* REQUIRED ACTIONS *
- a) Decide whether each statement agrees with the Nintendo 3DS games thread, answering yes or no and quoting the deciding words exactly: (i) JasonBurrows owns 29 of the 50 games in the image. (ii) Alienfish owns five 3DS games. (iii) vexnir has finished MH4U.
- b) Carry on the Nintendo 3DS games thread from the point where it stops.

* PASSAGE *
══════
# Nintendo 3DS Games



## JasonBurrows (Dec 18, 2015)

How many of the following Nintendo 3DS games from the image in the spoiler do you own?
I personally have 29 of the 50 in the image.



Spoiler


----------



## DarkDesertFox (Dec 18, 2015)

8.


----------



## Loriii (Dec 18, 2015)

36, if I'm not mistaken


----------



## FancyThat (Dec 18, 2015)

15 I believe.


----------



## Manah (Dec 18, 2015)

19.


----------



## okaimii (Dec 18, 2015)

Only 9.


----------



## nerdatheart9490 (Dec 18, 2015)

I have only 8. I think it's time to get some more XD


----------



## King Dorado (Dec 18, 2015)

have 9 of them.

so which ones do you rate the best out of that lot?  (top ten, in order?)


----------



## Alienfish (Dec 18, 2015)

I can't see it.. but I only own two 3ds games now anyways...


----------



## bloomwaker (Dec 18, 2015)

11, I believe? I've sold off a few games for time and budget reasons. I still have to play through Bravely Default (currently playing), Xenoblade Chronicles, and a few others. It doesn't help that I've replayed Fire Emblem Awakening a few times, and am currently playing Xenoblade Chronicles X, which is a huge time-eater.


----------



## Lancelot (Dec 18, 2015)

13


----------



## Neechan (Dec 18, 2015)

11


----------



## vexnir (Dec 18, 2015)

11, but I have some that are not in the picture. And for now it's enough for me because I still haven't even played half of MH4U.
══════
* INFORMATION PROVIDED *
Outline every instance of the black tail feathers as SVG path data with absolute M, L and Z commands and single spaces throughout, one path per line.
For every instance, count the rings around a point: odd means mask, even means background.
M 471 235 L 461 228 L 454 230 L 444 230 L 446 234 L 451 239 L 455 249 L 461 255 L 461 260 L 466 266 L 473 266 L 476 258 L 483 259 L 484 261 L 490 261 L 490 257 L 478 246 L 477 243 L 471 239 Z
══════
* ANSWERS FOR THIS EXERCISE *
- a)
(i) Yes: "I personally have 29 of the 50 in the image."
(ii) No: "I only own two 3ds games now anyways"
(iii) No: "I still haven't even played half of MH4U."

- b)
(Though, if anything, I must buy MGS:SE because I've been trying to get around to doing it for a long time.)


----------



## matt (Dec 18, 2015)

24


----------



## Libra (Dec 18, 2015)

I have 8 of them. ^_^


----------



## DJStarstryker (Dec 18, 2015)

I have 13 of them. But I have a lot of games that are also not in that picture.

I would have 14 of them if Nintendo of America would get off their duff and release what is called New Style Boutique 2 in that image in the US.


----------



## Mariah (Dec 18, 2015)

I have four.


----------



## Venn (Dec 18, 2015)

7.


----------



## RosieThePeppyCat (Dec 18, 2015)

I'm got 22 of them.


----------



## Soigne (Dec 18, 2015)

I have 8 currently.


----------



## Mairmalade (Dec 18, 2015)

Currently own 4 of them, but if I'm including some of my sold games: 10.


----------



## SoftFairie (Dec 18, 2015)

I have 19 c: 

Some though I don't play anymore just cause.... ;-;


----------



## pokedude729 (Dec 18, 2015)

12


----------



## Halloqueen (Dec 18, 2015)

10, though Fire Emblem: Awakening was such a disappointment to me compared to the rest of the series and I really suck at Mario Golf: World Tour. Oh, and I don't play Smash Bros. 3DS because I don't want my circle pad to break and I really only got it for early Mewtwo. I would probably be better off selling those three, which would leave me with 7.


----------



## mayortash (Dec 19, 2015)

19 I think. To be honest with the exception of Fantasy Life and ACNL when I finished playing them I put them away and haven't taken them out again.


----------



## lars708 (Dec 19, 2015)

18, i don't have games that are not in that spoiler actually lol...


----------



## Chris (Dec 19, 2015)

I've eight. Did have nine, but I sold _Smash _on the 3DS.


----------



## Rasha (Dec 19, 2015)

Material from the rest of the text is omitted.